◆ **Task to carry out**: A faithful copy of each entry below is expected, with the images removed.

[Start of Attachment]

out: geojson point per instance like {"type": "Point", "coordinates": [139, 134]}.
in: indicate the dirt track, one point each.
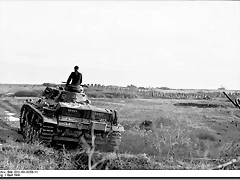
{"type": "Point", "coordinates": [9, 129]}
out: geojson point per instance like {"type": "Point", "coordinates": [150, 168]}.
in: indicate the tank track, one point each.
{"type": "Point", "coordinates": [114, 141]}
{"type": "Point", "coordinates": [33, 127]}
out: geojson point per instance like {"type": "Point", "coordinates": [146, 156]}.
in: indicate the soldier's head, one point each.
{"type": "Point", "coordinates": [76, 68]}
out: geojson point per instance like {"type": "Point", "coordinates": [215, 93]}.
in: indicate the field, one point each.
{"type": "Point", "coordinates": [186, 134]}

[End of Attachment]

◆ **Written response**:
out: geojson point per instance like {"type": "Point", "coordinates": [139, 134]}.
in: indicate the dirt track, one point each.
{"type": "Point", "coordinates": [9, 129]}
out: geojson point per instance like {"type": "Point", "coordinates": [150, 168]}.
in: indicate the tank track, one point each.
{"type": "Point", "coordinates": [114, 141]}
{"type": "Point", "coordinates": [33, 127]}
out: geojson point per instance like {"type": "Point", "coordinates": [146, 156]}.
in: indicate the soldier's head, one point each.
{"type": "Point", "coordinates": [76, 68]}
out: geojson point per instance like {"type": "Point", "coordinates": [215, 93]}.
in: indicate the field, one point each.
{"type": "Point", "coordinates": [186, 134]}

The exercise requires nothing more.